-- START OF Selection --

Zoning Objective Design Standards Newsletter Urban Design Placemaking Form-Based Codes

Objective Design and Development Standards: Empowering Planners to Enable Great Places

In our first post, we introduced Objective Design and Development Standards (ODDS), wrote about its origins, its impact on housing production, and shared some common opinions about ODDS. We called for Planners to use ODDS to engage in housing production, placemaking and community design to a greater extent than they often do now. Here are some ways we think Planners can do just that. 

Start With an Understanding of Place

Before drafting ODDS, start with an understanding of the physical form and character of the places where they will apply. In conventional, use-based zoning it is not always apparent what physical outcomes are expected, especially when housing may be introduced to places for the first time (like adding residential uses to a commercial zone, for example), or where new housing is expected to alter the character of existing places (like adding multistory housing to an existing single-family zone).

As communities have had to expand the geography where housing is allowed, either because of State Law requirements, or to meet regional housing needs, it is often done without visioning or thought of what kinds of places should emerge. For example, many communities have policies to include multifamily as a land use in commercial and mixed-use areas, but lack information that provides direction as to the form and character of new development.

And communities are rarely one-size-fits-all. So, this work needs to begin with a careful analysis of the repeating physical environments that make up existing places followed closely by thinking about how much change is expected in each area. The result of this type of thinking? Place Types. Place Types are helpful because they provide a kind of shorthand that can help to identify the desired physical character while setting expectations about how much change is expected, and communicating the range of zoning and design standards that will be needed. For example, are infill buildings expected to be mixed-use, placed at or closely behind the sidewalk, and attached? Or are infill buildings expected to fit into an existing pattern of detached, house-scaled buildings, with consistent front and side yards?

-- END OF Selection --
-- START OF Data for processing --

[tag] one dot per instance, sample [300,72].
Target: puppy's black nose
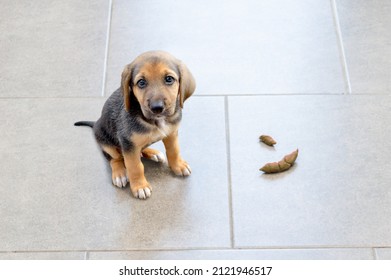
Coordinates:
[157,106]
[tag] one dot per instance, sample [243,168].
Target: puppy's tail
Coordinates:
[84,123]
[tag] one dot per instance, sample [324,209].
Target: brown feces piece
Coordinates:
[282,165]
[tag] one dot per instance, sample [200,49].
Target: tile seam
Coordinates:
[107,48]
[87,253]
[341,47]
[229,177]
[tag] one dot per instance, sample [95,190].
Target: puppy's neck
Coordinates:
[162,126]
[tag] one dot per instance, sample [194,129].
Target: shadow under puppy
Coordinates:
[146,108]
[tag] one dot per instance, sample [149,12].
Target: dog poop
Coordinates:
[282,165]
[268,140]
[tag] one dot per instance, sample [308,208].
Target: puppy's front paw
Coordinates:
[181,168]
[119,178]
[142,191]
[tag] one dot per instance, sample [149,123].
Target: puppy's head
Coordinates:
[158,81]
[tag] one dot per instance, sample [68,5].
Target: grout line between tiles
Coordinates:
[107,48]
[341,47]
[228,147]
[374,251]
[255,248]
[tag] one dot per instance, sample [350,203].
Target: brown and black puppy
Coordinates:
[145,109]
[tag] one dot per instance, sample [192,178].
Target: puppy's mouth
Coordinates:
[159,114]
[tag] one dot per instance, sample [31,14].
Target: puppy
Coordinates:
[146,108]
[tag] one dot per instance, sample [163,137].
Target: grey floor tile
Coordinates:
[56,187]
[272,254]
[52,48]
[233,47]
[43,256]
[365,27]
[338,192]
[383,253]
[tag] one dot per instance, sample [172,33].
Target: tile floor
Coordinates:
[314,74]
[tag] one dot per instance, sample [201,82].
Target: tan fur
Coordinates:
[118,169]
[177,164]
[135,171]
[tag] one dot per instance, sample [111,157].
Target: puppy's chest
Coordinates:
[160,130]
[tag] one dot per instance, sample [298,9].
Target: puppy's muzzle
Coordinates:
[157,106]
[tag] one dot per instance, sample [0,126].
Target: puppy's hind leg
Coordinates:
[118,170]
[153,154]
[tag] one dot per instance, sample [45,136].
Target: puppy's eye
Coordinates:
[169,80]
[142,83]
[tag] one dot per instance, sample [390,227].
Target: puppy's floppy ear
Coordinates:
[125,85]
[186,83]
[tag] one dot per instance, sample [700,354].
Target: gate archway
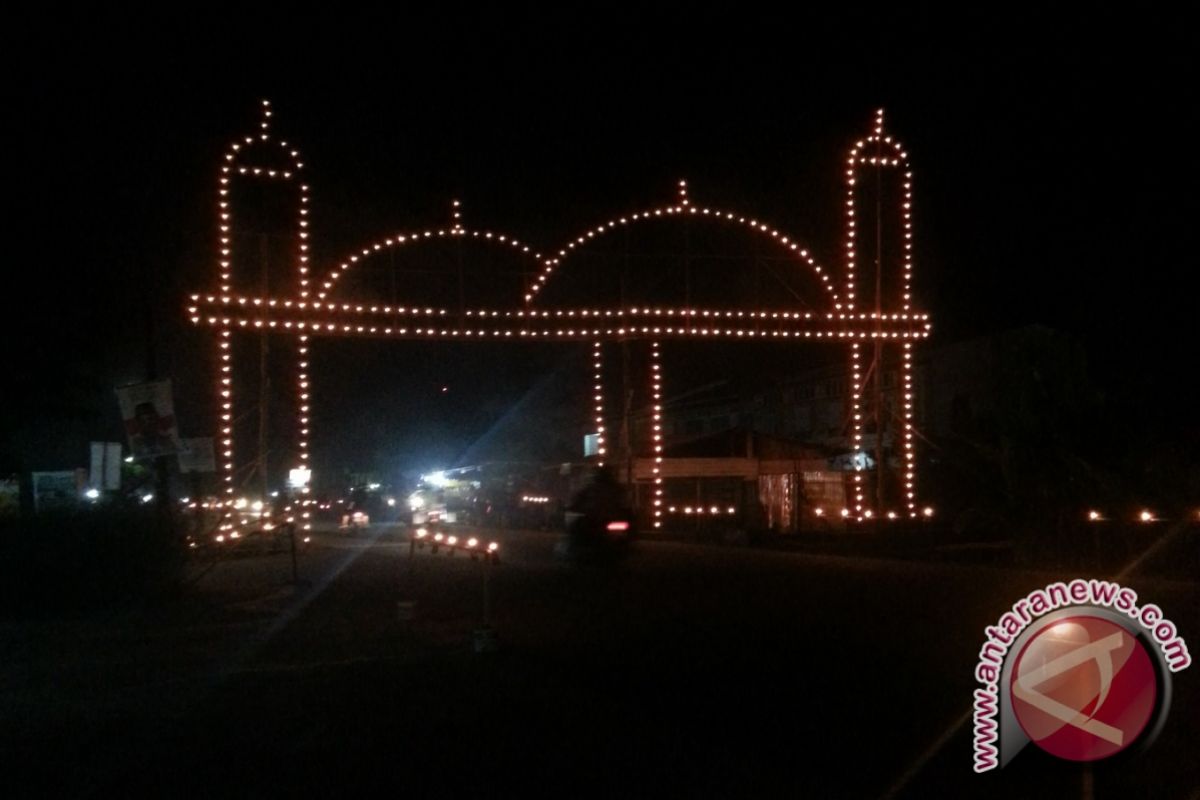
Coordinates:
[853,314]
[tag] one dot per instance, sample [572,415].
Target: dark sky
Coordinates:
[1055,167]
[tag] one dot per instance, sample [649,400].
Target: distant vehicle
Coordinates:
[599,525]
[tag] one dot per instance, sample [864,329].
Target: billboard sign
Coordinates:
[149,419]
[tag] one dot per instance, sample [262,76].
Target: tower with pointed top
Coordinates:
[261,181]
[879,287]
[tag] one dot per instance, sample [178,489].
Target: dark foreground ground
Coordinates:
[687,671]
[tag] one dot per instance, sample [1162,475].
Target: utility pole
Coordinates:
[879,337]
[263,379]
[162,480]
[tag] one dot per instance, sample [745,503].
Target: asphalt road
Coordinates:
[687,669]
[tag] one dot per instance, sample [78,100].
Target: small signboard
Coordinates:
[58,489]
[591,445]
[10,497]
[149,419]
[106,465]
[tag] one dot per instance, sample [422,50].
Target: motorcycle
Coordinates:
[597,537]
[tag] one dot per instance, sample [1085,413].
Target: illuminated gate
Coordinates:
[875,319]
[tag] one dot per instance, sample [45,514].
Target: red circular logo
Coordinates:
[1083,689]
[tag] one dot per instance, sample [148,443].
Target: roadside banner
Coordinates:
[58,489]
[149,419]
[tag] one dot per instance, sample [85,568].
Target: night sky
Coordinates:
[1055,178]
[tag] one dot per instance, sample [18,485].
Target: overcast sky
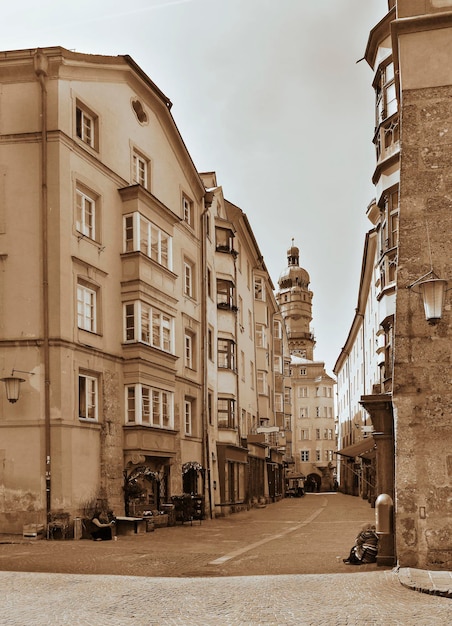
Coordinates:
[268,94]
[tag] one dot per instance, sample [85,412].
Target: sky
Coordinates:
[269,95]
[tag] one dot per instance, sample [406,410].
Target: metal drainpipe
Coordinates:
[40,67]
[204,332]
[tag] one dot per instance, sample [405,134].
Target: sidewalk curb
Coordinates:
[424,581]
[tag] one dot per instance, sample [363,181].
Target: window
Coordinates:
[225,294]
[209,282]
[149,406]
[210,344]
[187,210]
[85,219]
[226,354]
[386,100]
[148,325]
[262,382]
[86,308]
[226,413]
[87,397]
[86,125]
[224,240]
[142,235]
[259,292]
[188,416]
[261,335]
[287,396]
[188,279]
[189,350]
[139,169]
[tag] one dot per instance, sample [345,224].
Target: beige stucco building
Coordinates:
[312,389]
[120,302]
[409,404]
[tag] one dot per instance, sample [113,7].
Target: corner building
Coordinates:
[313,427]
[120,305]
[409,402]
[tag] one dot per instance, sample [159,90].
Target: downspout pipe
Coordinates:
[40,62]
[204,332]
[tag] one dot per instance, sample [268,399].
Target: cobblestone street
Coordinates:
[273,566]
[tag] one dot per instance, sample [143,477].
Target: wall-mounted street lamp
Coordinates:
[432,290]
[12,385]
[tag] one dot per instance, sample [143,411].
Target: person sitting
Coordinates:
[99,530]
[365,549]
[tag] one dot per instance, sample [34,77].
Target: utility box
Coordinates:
[33,531]
[384,507]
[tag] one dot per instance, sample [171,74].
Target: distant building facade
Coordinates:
[409,399]
[313,413]
[129,302]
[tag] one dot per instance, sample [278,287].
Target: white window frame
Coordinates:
[226,407]
[149,406]
[188,279]
[226,351]
[86,308]
[85,221]
[188,350]
[262,386]
[141,235]
[140,169]
[88,398]
[86,125]
[188,417]
[259,288]
[148,325]
[187,210]
[261,335]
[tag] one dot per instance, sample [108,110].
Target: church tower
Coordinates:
[312,401]
[295,301]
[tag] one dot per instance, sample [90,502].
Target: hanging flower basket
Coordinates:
[191,465]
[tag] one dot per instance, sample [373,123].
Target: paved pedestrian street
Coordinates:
[274,566]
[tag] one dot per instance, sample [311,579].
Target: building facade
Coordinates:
[123,301]
[409,405]
[314,436]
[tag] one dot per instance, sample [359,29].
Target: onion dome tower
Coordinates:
[295,302]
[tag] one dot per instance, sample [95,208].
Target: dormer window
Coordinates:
[224,240]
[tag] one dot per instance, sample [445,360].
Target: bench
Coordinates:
[130,525]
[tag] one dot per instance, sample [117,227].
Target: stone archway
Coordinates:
[313,482]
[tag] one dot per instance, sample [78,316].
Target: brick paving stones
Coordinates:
[281,565]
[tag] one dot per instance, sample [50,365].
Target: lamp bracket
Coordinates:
[21,372]
[428,276]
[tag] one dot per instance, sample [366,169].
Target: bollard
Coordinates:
[385,529]
[383,514]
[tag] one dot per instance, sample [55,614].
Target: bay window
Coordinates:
[149,406]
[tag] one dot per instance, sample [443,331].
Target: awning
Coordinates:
[364,448]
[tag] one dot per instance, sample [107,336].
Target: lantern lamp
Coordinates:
[432,290]
[12,385]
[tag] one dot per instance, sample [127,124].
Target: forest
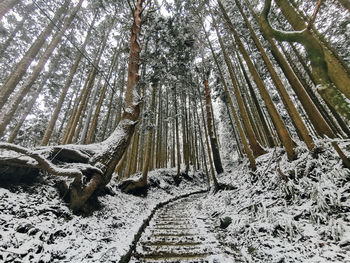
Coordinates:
[175,131]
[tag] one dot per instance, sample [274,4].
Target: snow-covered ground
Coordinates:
[303,216]
[35,225]
[303,219]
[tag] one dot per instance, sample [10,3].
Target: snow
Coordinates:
[51,233]
[303,219]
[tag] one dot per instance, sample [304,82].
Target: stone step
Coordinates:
[172,260]
[171,257]
[175,239]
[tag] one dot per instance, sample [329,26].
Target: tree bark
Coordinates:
[256,148]
[7,5]
[321,68]
[22,66]
[213,141]
[64,91]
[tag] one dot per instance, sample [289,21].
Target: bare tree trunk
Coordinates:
[213,141]
[18,97]
[22,66]
[7,5]
[8,41]
[276,118]
[300,126]
[256,148]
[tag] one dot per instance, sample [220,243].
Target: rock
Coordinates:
[24,228]
[225,222]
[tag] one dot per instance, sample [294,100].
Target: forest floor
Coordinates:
[36,226]
[303,216]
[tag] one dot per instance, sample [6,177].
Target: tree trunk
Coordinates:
[22,66]
[18,97]
[322,70]
[67,84]
[300,126]
[8,41]
[7,5]
[213,141]
[256,148]
[278,123]
[100,101]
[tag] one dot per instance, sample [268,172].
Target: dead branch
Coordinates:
[41,162]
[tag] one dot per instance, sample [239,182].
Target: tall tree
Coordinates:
[21,67]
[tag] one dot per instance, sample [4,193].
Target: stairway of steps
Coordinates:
[177,233]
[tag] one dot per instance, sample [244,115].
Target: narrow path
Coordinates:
[177,233]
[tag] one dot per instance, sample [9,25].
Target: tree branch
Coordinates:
[294,36]
[44,164]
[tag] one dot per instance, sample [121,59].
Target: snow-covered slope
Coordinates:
[305,218]
[35,225]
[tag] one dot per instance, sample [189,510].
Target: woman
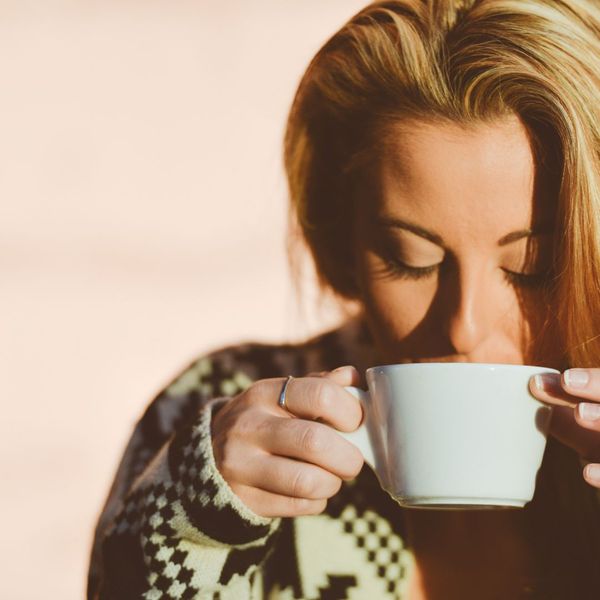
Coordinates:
[443,161]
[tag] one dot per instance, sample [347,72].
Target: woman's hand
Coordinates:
[576,416]
[284,463]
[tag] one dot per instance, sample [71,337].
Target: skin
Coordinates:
[471,187]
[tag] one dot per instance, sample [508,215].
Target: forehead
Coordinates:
[460,181]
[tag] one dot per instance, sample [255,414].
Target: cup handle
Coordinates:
[360,437]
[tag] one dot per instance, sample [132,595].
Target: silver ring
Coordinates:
[281,401]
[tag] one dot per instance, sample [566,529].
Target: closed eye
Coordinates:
[397,268]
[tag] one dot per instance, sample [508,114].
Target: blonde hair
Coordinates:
[463,61]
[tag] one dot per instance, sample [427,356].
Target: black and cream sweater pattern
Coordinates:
[172,528]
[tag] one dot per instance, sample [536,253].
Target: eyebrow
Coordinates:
[509,238]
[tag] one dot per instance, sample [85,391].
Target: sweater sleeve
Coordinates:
[172,527]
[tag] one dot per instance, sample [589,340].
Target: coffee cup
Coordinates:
[453,435]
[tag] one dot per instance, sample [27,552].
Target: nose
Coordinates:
[472,308]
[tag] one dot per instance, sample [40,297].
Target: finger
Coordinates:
[591,473]
[311,442]
[587,415]
[347,375]
[566,429]
[324,399]
[547,388]
[582,383]
[288,477]
[267,504]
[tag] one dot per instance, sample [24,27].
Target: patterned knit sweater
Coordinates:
[172,527]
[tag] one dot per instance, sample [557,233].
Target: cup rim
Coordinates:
[465,365]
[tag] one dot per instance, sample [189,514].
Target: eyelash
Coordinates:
[398,268]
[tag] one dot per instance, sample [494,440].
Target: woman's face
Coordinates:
[453,242]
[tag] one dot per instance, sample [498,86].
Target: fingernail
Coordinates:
[576,378]
[588,411]
[592,471]
[547,382]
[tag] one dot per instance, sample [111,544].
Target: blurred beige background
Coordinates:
[142,213]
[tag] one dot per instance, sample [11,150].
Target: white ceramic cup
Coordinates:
[453,435]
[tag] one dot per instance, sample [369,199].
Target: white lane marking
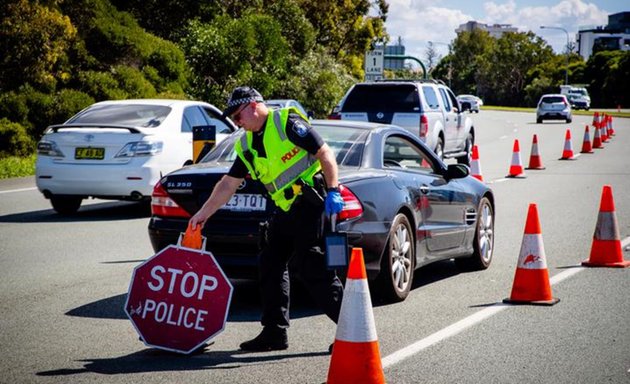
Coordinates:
[467,322]
[18,190]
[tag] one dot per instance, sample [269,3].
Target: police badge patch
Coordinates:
[300,129]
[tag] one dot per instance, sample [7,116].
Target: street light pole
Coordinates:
[566,70]
[450,61]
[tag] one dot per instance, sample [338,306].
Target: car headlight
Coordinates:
[140,148]
[49,148]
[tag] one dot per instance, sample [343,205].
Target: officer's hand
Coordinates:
[334,202]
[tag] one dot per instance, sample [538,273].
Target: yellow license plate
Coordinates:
[89,153]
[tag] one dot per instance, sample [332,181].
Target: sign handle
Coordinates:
[192,238]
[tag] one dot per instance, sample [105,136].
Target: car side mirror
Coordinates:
[457,171]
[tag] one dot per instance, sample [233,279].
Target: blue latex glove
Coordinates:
[334,202]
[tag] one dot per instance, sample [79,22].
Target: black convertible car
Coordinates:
[403,206]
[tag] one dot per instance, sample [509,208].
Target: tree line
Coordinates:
[59,56]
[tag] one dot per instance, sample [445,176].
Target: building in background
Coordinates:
[614,36]
[495,30]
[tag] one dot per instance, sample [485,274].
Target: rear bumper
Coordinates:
[95,180]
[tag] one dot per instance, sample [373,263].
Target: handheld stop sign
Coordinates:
[179,298]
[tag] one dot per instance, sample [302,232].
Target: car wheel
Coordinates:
[483,243]
[398,263]
[66,205]
[466,159]
[439,148]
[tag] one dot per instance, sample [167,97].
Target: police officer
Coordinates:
[282,151]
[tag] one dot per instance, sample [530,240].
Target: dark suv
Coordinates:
[427,108]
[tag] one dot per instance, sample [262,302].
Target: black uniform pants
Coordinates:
[294,239]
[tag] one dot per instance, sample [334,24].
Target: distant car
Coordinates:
[469,103]
[553,107]
[119,149]
[578,101]
[402,205]
[283,103]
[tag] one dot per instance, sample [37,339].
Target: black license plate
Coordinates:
[89,153]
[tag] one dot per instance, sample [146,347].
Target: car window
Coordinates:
[400,153]
[382,98]
[193,117]
[445,100]
[137,115]
[430,96]
[214,119]
[451,96]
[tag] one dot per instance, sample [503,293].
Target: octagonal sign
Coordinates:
[178,299]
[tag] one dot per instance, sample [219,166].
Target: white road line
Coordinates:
[18,190]
[468,322]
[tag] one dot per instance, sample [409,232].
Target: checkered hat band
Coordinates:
[236,102]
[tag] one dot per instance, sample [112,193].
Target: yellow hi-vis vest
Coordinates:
[285,162]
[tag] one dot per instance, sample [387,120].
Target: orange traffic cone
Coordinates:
[597,139]
[356,357]
[595,120]
[602,131]
[516,167]
[609,131]
[475,165]
[567,152]
[586,143]
[606,249]
[535,162]
[531,281]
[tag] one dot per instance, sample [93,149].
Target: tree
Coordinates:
[345,29]
[34,42]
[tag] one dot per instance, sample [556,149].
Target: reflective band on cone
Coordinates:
[355,356]
[535,162]
[531,280]
[516,166]
[475,165]
[586,143]
[606,248]
[567,152]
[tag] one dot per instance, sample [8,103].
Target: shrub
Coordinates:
[132,82]
[14,140]
[101,85]
[68,102]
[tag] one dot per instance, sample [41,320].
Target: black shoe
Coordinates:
[270,339]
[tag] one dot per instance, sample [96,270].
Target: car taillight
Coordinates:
[351,205]
[163,205]
[424,126]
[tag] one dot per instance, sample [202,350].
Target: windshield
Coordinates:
[382,98]
[136,115]
[347,144]
[552,99]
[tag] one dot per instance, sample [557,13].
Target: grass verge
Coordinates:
[14,166]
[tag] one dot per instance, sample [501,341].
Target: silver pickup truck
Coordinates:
[428,108]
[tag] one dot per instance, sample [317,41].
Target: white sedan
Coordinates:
[120,149]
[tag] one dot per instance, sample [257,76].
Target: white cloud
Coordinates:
[420,21]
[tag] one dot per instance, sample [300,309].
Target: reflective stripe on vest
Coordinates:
[273,176]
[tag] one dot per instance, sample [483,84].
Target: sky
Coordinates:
[417,22]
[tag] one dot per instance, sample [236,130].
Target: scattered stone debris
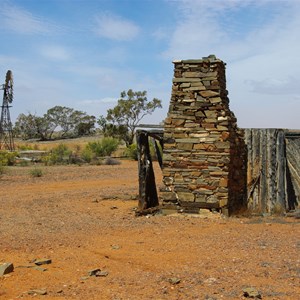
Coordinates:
[97,273]
[37,292]
[43,261]
[174,280]
[6,268]
[33,267]
[116,247]
[293,214]
[251,292]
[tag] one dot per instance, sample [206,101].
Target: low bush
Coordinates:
[36,172]
[59,155]
[110,161]
[104,147]
[8,158]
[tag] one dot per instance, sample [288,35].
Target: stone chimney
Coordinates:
[204,152]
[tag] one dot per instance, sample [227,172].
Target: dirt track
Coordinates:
[82,218]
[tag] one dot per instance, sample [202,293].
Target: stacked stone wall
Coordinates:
[204,152]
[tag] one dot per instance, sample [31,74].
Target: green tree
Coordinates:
[72,122]
[122,120]
[25,126]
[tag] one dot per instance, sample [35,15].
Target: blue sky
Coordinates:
[83,53]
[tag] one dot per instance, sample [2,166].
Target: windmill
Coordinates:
[6,135]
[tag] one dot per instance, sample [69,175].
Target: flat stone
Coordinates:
[43,261]
[37,292]
[184,196]
[174,280]
[93,272]
[182,79]
[6,268]
[251,292]
[208,93]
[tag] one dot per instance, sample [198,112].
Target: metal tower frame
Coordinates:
[6,133]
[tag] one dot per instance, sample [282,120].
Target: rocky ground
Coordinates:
[72,234]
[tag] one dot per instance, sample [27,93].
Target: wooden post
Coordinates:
[147,188]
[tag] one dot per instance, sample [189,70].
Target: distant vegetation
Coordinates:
[61,123]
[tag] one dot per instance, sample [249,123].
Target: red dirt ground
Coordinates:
[82,218]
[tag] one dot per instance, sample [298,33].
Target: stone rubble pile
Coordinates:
[203,148]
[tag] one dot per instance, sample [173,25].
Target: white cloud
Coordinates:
[99,101]
[259,41]
[21,21]
[115,28]
[55,52]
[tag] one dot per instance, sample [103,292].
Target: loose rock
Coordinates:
[6,268]
[44,261]
[251,292]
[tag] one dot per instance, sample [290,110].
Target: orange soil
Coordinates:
[82,218]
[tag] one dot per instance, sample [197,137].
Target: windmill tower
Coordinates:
[6,135]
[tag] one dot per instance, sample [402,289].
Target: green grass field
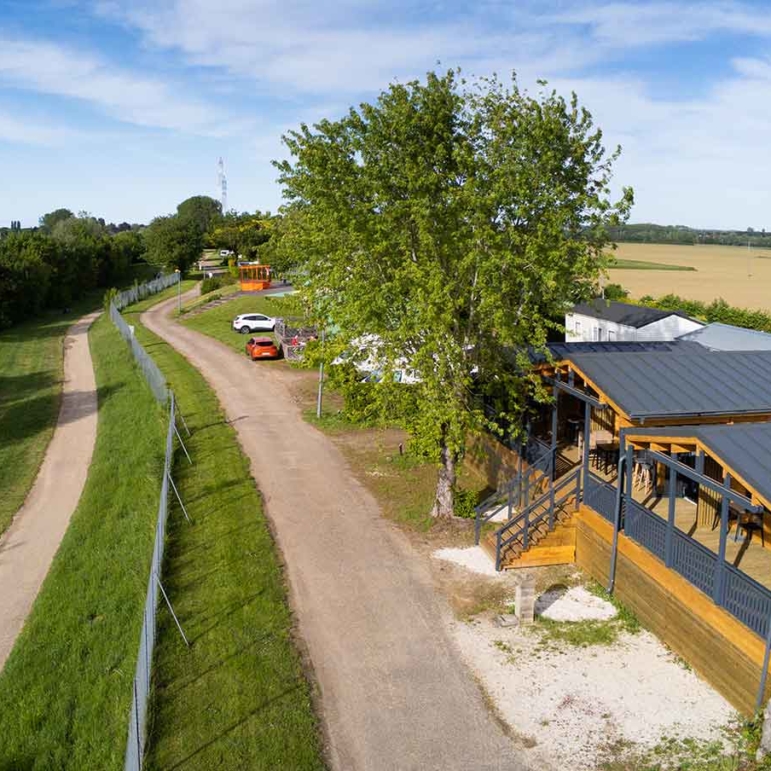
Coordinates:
[65,691]
[31,372]
[238,697]
[621,264]
[217,322]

-- END OF Data for processing --

▶ [Stated exercise A] In the article on Objective Design and Development Standards, what results from analyzing the repeating physical environments of existing places and the expected change in each area?
▶ [Stated exercise B] In the listing, rewrite the lines starting at the line that contains "[tag] one dot per instance, sample [288,35]." and ending at the end of the listing, swapping "windmill" for "wind pump" and keeping everything else the same. Return only those lines, and leave out the pictures.
The listing is separate material with no connection to the article on Objective Design and Development Standards.

▶ [Written answer A] Place Types.

▶ [Written answer B]
[tag] one dot per instance, sample [288,35].
Target: stone chimney
Coordinates:
[204,152]
[tag] one dot per instance, sample [227,172].
Target: dirt track
Coordinates:
[82,218]
[tag] one dot per instance, sample [202,293].
Target: stacked stone wall
Coordinates:
[204,152]
[tag] one dot per instance, sample [31,74].
Target: green tree
Coordinates:
[72,122]
[122,120]
[25,126]
[tag] one dot per instance, sample [35,15].
Target: blue sky
Coordinates:
[83,53]
[tag] one dot per instance, sample [2,166].
Target: wind pump
Coordinates:
[6,135]
[tag] one dot per instance, sample [69,175].
Target: flat stone
Coordinates:
[43,261]
[37,292]
[184,196]
[174,280]
[93,272]
[182,79]
[6,268]
[251,292]
[208,93]
[tag] one dot per instance, sample [198,112].
Target: metal tower frame
Coordinates:
[6,133]
[tag] one dot per instance, sample [282,120].
Target: rocky ground
Coordinates:
[72,234]
[tag] one dot per instance, sample [27,93].
Target: wooden post
Coordinates:
[147,188]
[tag] one dot per instance, sample [189,70].
Target: distant vegetation
Coordinates:
[61,123]
[tag] one dot per instance, sample [249,123].
Target: red dirt ground
Coordinates:
[82,218]
[tag] one dot per instance, sample [298,33].
Target: stone rubble pile
Coordinates:
[203,148]
[tag] one dot per instance, sample [173,25].
Target: white cloud
Coordinates:
[99,101]
[259,41]
[21,21]
[115,28]
[55,52]
[tag] one dot per instance, sample [103,292].
Target: loose rock
Coordinates:
[6,268]
[44,261]
[251,292]
[tag] one dot per instance, sample [290,110].
Target: orange soil
Coordinates:
[82,218]
[tag] one dot per instance, sample [197,137].
Target: wind pump tower
Coordinates:
[6,135]
[tag] one dot per instance, sample [402,289].
Target: green grass field
Coordinates:
[65,691]
[31,372]
[238,697]
[621,264]
[217,322]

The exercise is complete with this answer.